[Rows from a pointing dataset]
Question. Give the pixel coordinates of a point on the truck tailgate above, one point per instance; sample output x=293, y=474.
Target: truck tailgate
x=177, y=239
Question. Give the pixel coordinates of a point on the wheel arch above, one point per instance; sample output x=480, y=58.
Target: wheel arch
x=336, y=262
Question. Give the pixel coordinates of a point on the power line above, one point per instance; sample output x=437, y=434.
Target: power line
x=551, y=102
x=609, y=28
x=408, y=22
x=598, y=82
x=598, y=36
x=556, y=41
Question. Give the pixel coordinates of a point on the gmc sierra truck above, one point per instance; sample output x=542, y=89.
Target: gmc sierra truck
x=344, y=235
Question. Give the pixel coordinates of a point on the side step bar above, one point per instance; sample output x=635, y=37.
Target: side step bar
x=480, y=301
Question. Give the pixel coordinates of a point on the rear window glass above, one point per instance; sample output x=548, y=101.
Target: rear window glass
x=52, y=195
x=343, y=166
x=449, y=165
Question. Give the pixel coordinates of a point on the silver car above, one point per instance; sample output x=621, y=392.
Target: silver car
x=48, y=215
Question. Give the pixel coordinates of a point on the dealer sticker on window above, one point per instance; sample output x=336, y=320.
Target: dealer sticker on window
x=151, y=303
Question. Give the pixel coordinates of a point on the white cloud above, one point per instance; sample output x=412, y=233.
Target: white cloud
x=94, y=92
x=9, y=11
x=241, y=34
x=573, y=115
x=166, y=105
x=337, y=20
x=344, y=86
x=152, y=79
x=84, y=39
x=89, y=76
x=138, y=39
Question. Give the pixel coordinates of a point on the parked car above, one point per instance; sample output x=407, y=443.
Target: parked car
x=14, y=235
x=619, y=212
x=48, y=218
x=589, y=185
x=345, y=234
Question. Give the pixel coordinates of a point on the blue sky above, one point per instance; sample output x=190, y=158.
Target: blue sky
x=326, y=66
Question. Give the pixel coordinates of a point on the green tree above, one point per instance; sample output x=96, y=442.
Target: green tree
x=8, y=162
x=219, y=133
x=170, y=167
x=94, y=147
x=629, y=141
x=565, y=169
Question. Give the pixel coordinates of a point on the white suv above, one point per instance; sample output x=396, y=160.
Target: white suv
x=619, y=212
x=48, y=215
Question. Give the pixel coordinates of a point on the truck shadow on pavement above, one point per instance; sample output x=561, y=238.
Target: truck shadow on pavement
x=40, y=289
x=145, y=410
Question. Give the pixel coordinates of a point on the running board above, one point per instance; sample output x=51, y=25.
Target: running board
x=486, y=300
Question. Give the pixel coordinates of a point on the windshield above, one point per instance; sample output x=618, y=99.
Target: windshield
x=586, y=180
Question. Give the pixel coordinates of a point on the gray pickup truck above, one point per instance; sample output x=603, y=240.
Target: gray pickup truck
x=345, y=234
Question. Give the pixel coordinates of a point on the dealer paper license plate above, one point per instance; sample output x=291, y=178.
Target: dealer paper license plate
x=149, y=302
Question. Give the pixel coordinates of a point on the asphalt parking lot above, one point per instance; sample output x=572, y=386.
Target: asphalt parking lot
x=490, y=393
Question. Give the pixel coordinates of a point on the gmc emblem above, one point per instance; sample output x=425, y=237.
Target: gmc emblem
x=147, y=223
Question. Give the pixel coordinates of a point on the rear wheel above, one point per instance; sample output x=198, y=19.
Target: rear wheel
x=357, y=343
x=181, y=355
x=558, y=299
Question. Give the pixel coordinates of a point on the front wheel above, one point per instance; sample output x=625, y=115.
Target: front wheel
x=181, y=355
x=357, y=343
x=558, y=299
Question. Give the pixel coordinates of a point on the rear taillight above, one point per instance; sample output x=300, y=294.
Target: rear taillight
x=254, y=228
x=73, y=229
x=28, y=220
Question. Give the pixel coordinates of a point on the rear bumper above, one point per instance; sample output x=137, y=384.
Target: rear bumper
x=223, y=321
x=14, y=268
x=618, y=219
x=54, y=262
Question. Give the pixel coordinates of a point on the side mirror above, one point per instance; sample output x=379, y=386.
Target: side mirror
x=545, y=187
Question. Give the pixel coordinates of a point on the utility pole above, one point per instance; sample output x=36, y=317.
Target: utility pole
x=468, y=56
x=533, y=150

** Task to carry out **
With the line containing "output x=198, y=19." as the first and the last line of the records as the final one, print exactly the lines in that span.

** Task solution **
Question. Give the pixel coordinates of a point on the rear wheel above, one point per instance; sample output x=198, y=19.
Target: rear wheel
x=357, y=343
x=181, y=355
x=558, y=299
Question. Give the pixel coordinates of a point on the front wheel above, one point per instance; sample output x=625, y=115.
Target: front wheel
x=181, y=355
x=357, y=343
x=558, y=299
Question. Give the pixel coordinates of a point on the rear taillight above, one point per instance; sample output x=300, y=294.
Target: rear taillight
x=254, y=228
x=73, y=229
x=28, y=220
Question. Give the pixel coordinates of a point on the rear bumper above, one point per instance; sample output x=137, y=384.
Target: rear bumper
x=223, y=321
x=14, y=268
x=618, y=219
x=54, y=262
Question. Give the pixel coordinates of a point on the side mirror above, one point per instance; sample output x=379, y=386.
Target: side mirror
x=545, y=187
Question. Give the pixel coordinates of a point on the utility pole above, one point per instance; sample output x=36, y=317.
Target: utility pole
x=468, y=56
x=533, y=150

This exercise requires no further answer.